== WORK INSTRUCTIONS ==
Starting from the line containing "Labeling rule: each instance of the woman receives", write out the rest of the entries exactly, through the final line, including nothing else.

- - -

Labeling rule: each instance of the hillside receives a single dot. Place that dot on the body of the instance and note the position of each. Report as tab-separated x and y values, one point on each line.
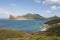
53	28
12	34
26	17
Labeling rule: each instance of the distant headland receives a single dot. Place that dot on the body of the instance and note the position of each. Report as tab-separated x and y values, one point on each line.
27	17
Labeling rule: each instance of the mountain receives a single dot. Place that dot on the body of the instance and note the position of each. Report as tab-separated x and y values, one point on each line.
54	17
26	17
12	34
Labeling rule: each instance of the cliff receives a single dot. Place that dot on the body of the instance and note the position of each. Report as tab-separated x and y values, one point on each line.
26	17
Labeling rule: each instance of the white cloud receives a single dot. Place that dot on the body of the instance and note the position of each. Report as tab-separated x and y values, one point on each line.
5	12
48	11
37	1
54	8
51	1
12	4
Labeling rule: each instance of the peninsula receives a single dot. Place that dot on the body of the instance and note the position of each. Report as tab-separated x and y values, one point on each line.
27	17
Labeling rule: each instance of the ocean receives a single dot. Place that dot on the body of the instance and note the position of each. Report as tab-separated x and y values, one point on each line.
29	26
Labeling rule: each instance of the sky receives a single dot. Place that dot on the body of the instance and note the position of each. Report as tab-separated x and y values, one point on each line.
45	8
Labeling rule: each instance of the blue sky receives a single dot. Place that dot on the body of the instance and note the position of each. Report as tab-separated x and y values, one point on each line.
46	8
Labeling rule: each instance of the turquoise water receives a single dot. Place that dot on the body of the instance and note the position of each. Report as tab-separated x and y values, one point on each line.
29	26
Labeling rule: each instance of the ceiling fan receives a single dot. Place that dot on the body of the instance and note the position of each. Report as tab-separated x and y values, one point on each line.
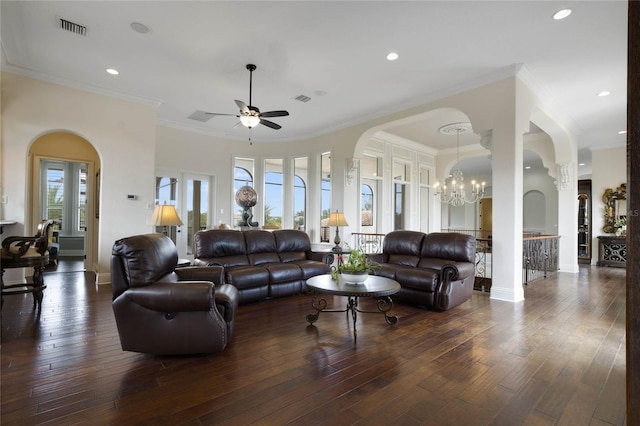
250	116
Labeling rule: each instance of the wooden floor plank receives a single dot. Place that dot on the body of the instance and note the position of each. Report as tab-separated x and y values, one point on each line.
556	358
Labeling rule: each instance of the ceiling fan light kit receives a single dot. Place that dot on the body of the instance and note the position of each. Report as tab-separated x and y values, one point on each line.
250	116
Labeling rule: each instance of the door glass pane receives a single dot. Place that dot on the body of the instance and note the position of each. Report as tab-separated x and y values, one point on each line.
424	204
55	192
197	209
300	193
325	194
366	207
81	219
399	206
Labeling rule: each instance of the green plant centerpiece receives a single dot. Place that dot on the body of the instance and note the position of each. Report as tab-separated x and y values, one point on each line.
354	266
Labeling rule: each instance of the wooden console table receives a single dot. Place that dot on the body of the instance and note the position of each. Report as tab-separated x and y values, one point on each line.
612	251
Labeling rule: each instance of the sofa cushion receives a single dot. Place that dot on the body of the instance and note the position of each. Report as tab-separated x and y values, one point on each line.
261	247
283	272
449	245
215	243
311	268
243	277
403	247
419	279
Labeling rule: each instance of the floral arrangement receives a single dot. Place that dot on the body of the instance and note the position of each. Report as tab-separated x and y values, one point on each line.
621	226
356	261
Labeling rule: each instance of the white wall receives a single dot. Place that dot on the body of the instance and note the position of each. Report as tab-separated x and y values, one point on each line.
123	133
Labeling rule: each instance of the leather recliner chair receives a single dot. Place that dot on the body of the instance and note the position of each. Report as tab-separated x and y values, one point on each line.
166	311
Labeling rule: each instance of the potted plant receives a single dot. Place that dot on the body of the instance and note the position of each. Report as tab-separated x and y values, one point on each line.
355	268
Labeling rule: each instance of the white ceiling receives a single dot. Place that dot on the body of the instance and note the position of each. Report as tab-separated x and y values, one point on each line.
334	52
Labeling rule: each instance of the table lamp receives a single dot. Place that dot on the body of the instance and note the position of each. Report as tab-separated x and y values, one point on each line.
337	219
165	215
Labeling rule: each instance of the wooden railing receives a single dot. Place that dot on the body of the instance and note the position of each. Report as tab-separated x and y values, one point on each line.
371	243
539	256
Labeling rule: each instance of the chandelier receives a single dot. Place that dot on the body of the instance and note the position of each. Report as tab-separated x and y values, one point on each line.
453	191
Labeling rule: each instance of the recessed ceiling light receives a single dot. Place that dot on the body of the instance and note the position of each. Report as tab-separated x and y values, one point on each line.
140	28
561	14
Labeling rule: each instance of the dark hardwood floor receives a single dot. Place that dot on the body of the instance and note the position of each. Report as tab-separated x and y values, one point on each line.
557	358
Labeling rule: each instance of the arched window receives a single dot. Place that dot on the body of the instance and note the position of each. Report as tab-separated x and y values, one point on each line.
273	200
366	205
241	177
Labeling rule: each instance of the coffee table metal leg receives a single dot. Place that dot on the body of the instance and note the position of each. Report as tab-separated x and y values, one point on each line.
352	305
319	305
385	304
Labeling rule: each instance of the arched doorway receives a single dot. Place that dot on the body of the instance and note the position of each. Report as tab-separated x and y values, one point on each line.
64	186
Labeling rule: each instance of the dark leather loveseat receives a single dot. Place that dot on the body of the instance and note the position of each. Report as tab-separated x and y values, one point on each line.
434	270
163	310
261	264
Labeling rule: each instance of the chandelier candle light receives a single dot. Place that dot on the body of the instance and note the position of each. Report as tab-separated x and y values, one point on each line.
453	192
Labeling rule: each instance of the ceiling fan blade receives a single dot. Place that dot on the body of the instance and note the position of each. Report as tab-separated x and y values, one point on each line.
217	113
274	114
243	107
270	124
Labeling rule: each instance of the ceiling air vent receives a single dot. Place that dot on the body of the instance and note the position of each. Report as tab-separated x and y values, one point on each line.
302	98
72	27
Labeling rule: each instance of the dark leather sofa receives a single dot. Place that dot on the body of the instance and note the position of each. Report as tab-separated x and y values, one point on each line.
261	264
434	270
163	310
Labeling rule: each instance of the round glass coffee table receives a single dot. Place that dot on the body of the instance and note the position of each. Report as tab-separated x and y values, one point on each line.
374	286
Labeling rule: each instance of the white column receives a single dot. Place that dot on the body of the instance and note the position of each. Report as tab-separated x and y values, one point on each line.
567	217
507	144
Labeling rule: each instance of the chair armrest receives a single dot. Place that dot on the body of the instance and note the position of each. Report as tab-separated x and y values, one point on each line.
227	299
377	257
185	296
16	247
457	271
201	273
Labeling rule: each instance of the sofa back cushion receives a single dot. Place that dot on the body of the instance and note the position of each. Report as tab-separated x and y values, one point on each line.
292	245
143	259
224	247
261	247
403	247
449	245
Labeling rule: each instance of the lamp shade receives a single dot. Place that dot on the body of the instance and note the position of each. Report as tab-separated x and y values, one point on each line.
165	215
337	219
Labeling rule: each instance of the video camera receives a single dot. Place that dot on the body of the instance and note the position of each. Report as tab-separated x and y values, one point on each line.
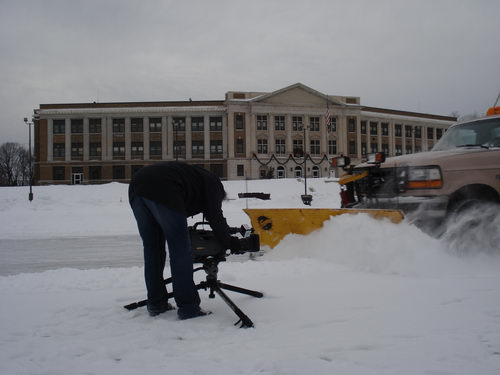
209	251
205	244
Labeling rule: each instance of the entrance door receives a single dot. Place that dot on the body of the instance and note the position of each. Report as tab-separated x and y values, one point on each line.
76	178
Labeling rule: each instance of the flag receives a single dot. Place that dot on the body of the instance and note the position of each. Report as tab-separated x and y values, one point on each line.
328	116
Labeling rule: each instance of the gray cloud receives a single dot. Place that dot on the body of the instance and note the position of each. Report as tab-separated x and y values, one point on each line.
429	56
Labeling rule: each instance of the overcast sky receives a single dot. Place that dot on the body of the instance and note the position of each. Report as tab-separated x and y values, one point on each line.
433	56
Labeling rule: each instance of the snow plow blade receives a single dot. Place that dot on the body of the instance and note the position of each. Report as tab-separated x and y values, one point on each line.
273	224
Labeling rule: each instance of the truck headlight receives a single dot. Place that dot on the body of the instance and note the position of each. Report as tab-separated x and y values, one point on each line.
425	178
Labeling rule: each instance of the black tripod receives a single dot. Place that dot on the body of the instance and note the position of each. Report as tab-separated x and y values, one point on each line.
211	267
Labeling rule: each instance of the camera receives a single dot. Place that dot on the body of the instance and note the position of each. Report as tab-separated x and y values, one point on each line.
205	244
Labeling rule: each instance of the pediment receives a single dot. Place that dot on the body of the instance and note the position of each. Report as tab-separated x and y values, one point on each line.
297	94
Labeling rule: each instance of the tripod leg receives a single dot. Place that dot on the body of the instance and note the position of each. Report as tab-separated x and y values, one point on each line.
237	289
245	320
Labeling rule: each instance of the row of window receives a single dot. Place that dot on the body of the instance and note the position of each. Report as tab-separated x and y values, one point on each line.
398	149
398	129
280	124
137	149
137	125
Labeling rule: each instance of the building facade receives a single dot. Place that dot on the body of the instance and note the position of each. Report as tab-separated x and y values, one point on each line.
247	135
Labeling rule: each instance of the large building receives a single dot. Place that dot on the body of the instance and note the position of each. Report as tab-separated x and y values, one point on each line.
247	135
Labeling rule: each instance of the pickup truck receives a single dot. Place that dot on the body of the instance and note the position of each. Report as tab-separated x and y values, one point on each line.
461	171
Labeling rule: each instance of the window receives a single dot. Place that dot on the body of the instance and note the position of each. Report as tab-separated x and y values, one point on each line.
363	127
352	147
118	148
239	121
240	146
179	149
137	125
332	125
298	171
262	146
385	149
261	122
118	125
155	124
58	173
198	149
281	172
197	124
76	126
118	172
95	125
351	124
430	133
58	126
332	147
135	168
95	150
279	122
385	129
217	169
179	124
363	149
314	144
418	132
280	146
398	132
95	172
76	149
439	133
216	124
408	131
314	124
216	147
137	150
59	150
240	170
297	123
298	148
155	148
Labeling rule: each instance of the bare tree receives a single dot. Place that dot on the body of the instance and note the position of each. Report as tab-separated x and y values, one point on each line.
14	165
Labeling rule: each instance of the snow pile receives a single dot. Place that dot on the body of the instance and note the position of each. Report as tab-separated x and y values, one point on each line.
358	296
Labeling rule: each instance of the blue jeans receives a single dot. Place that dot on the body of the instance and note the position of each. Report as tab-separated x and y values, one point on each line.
158	223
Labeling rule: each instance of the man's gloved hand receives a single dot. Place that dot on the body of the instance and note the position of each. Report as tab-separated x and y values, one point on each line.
235	245
242	245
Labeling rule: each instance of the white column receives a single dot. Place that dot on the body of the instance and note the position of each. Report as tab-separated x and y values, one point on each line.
206	137
127	139
167	138
86	138
50	140
271	138
67	139
145	137
188	138
225	151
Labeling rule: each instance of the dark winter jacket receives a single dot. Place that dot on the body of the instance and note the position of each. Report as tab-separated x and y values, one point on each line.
184	188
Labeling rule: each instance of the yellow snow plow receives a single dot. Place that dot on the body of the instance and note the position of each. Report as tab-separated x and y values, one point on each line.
273	224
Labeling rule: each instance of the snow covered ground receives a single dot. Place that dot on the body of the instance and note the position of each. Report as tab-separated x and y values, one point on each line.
358	296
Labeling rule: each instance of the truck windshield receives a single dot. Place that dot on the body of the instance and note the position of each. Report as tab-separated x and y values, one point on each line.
483	133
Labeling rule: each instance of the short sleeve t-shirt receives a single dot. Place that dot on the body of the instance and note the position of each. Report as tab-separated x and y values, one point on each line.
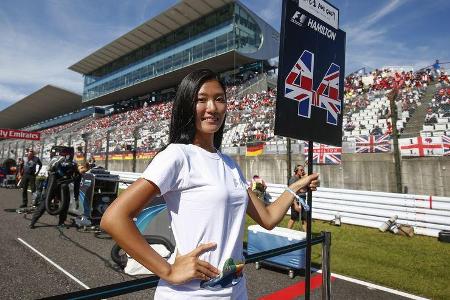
206	197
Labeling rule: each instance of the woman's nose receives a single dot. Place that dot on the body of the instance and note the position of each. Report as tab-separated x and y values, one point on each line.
211	105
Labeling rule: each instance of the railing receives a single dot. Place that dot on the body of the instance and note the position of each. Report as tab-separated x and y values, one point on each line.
132	286
427	214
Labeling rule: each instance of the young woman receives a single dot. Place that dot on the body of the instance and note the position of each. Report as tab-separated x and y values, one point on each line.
207	198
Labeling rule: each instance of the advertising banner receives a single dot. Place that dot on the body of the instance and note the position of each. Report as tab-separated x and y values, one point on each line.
19	134
310	96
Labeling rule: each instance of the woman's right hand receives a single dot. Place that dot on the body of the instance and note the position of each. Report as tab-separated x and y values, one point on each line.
188	267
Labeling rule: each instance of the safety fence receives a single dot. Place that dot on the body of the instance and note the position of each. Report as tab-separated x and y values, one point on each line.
427	214
132	286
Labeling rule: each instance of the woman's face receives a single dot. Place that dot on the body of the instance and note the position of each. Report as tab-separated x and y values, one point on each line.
211	106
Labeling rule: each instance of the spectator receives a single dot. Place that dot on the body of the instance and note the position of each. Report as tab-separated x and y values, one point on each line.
376	130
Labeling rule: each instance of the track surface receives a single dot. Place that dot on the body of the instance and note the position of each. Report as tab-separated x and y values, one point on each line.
26	275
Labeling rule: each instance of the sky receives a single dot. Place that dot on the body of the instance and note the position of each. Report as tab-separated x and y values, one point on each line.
40	39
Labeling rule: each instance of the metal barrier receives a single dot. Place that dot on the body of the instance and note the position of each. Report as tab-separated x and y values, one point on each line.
131	286
427	214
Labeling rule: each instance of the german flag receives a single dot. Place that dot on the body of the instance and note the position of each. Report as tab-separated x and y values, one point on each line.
255	149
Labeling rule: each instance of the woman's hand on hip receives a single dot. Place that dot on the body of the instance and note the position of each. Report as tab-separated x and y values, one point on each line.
188	267
310	182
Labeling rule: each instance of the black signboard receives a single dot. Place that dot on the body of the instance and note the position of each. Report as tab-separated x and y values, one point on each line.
310	96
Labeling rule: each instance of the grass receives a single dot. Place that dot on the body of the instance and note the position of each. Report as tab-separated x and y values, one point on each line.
419	265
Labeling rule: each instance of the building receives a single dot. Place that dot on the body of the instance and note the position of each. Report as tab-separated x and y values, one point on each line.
222	35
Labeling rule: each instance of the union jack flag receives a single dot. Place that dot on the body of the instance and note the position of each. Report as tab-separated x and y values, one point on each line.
299	87
373	144
324	154
429	146
327	95
446	145
299	83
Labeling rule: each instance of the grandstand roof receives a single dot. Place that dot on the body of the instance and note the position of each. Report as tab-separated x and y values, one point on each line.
50	101
175	17
217	63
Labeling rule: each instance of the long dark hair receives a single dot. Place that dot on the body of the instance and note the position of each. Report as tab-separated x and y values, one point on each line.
182	124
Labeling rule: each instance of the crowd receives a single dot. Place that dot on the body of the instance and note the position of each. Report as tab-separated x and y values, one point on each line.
250	117
362	90
439	106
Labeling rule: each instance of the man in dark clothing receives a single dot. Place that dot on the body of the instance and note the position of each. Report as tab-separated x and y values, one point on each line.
29	176
296	209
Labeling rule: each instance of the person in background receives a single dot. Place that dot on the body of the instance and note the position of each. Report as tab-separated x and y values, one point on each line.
29	176
296	209
19	171
259	187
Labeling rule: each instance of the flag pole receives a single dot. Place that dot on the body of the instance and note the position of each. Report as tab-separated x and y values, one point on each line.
308	226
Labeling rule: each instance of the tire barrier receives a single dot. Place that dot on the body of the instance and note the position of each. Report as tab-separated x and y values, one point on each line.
131	286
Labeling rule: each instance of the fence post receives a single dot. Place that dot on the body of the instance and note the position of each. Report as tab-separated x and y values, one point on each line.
326	273
108	136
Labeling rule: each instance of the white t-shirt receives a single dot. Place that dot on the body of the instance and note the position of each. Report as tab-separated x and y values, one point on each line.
206	197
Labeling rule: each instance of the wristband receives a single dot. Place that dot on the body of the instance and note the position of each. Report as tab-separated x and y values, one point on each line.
300	200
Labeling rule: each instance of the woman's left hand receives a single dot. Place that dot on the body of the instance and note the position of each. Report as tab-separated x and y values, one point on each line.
310	182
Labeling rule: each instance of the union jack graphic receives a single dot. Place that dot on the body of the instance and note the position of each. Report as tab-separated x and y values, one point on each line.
446	145
299	87
327	94
299	83
324	154
373	144
419	146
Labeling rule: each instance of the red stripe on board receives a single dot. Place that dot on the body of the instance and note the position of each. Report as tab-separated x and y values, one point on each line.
295	290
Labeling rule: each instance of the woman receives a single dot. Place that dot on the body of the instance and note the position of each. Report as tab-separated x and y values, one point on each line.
206	196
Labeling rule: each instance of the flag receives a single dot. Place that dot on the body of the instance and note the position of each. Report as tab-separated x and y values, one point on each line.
372	144
145	155
255	149
419	146
327	95
446	145
299	87
325	154
299	83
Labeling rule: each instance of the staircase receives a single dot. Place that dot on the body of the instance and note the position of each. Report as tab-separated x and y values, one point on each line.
415	124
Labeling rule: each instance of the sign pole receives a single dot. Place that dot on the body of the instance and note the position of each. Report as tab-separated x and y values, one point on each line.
308	226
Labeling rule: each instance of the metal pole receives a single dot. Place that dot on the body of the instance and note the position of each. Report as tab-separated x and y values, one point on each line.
398	170
135	136
86	139
289	159
17	151
42	149
326	272
308	227
108	136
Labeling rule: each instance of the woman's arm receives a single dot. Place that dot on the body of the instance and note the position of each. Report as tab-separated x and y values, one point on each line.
269	216
118	222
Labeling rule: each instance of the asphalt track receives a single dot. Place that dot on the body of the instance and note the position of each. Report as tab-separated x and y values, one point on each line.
27	275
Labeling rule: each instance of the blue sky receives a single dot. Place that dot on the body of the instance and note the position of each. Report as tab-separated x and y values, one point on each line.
40	39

- - -

== WRITTEN RESPONSE ==
Labeling rule: each instance of the woman receives a single dot. Place that dot on the body of the instance and note the position of each. Report as tab-separated x and y values, one point on each line.
206	196
Labeling rule: each instance of the flag receives a single dot. Place that dot on the body of the instance and note the position of each. Report as tab-separated x and y values, one point on each line.
372	144
145	155
255	149
419	146
327	95
446	145
299	87
325	154
299	83
Labeling rule: each instance of the staircase receives a single dot. Place that dot on the body of the instance and note the position of each. Report as tab-separated x and y values, one point on each line.
415	124
Labeling rule: each instance of the sign pole receives a single dot. Place that dot on the body of the instance and note the position of each. Report as tab-separated x and y values, one point on each line.
308	226
Labeling rule: each instance of the metal pole receives a single dot. Place that dot on the body of the instance and note the position of each. Report as tab-separated x and y values, one point on each line.
398	170
135	136
86	139
289	159
17	151
42	149
326	272
308	227
108	136
Labeling rule: each instance of the woman's arm receives a single dot. Place that dot on the body of the instance and note the position of each. Report as tab-separated x and y values, one point on each line.
269	216
118	222
Labeling rule: each instance of the asphalt track receives a single dot. Place that dot on the body of the instance and note the position of each. Report as tab-separated x and y values, one point on each line.
27	275
Labeling rule: each instance of the blue sky receives a single dot. Place that dot on the body of the instance and note the position of each. Report as tab-separated x and y values, one point on each line.
40	39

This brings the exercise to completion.